▶ **Assignment**
Reproduce all the lines below exactly and omit the images.

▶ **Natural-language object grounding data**
BEGIN

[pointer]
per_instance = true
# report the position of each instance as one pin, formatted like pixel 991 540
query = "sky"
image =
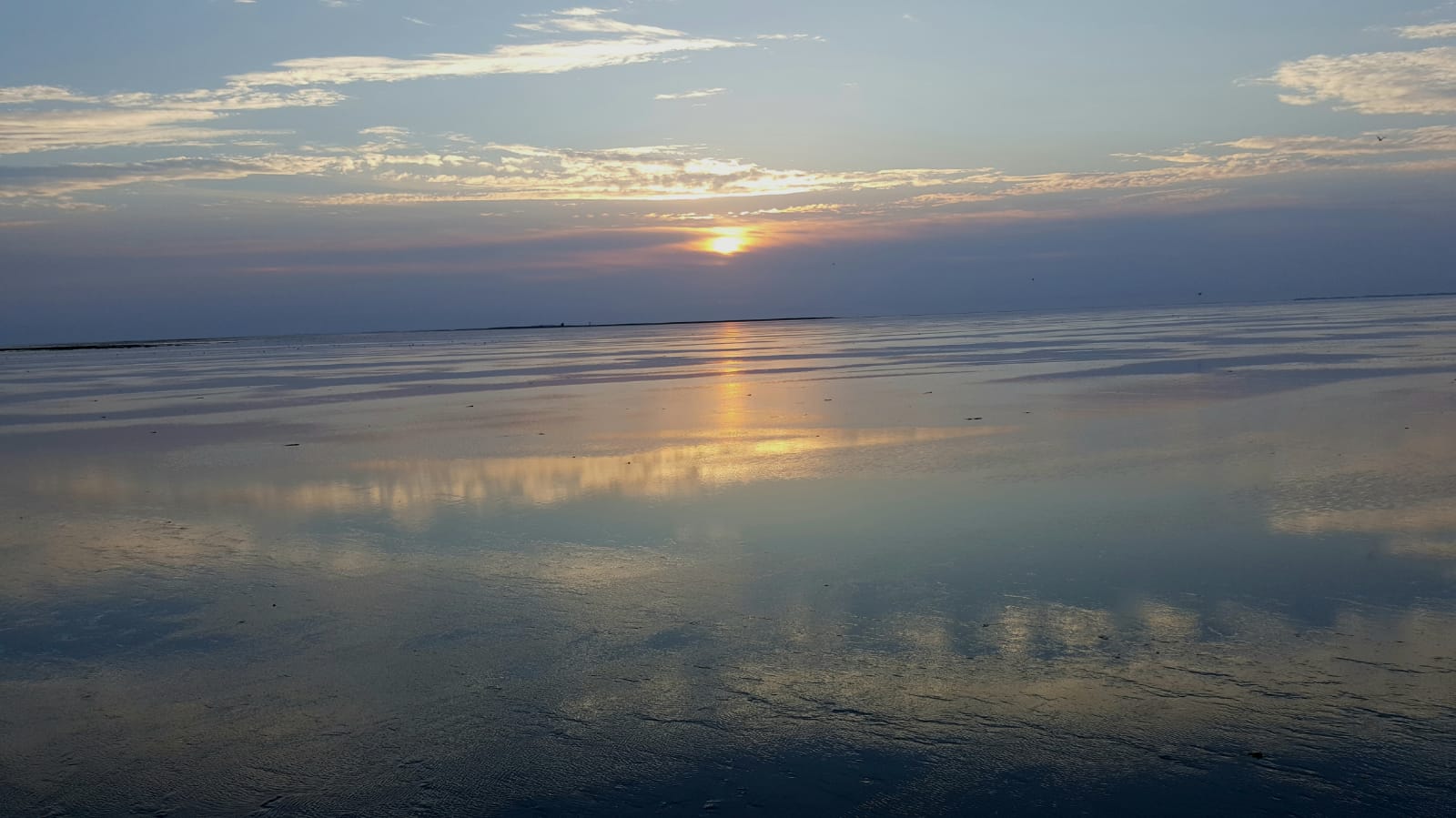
pixel 215 167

END

▶ **Answer**
[pointer]
per_instance = true
# report the position of each instance as one pin, formatted like pixel 991 540
query = "sky"
image =
pixel 215 167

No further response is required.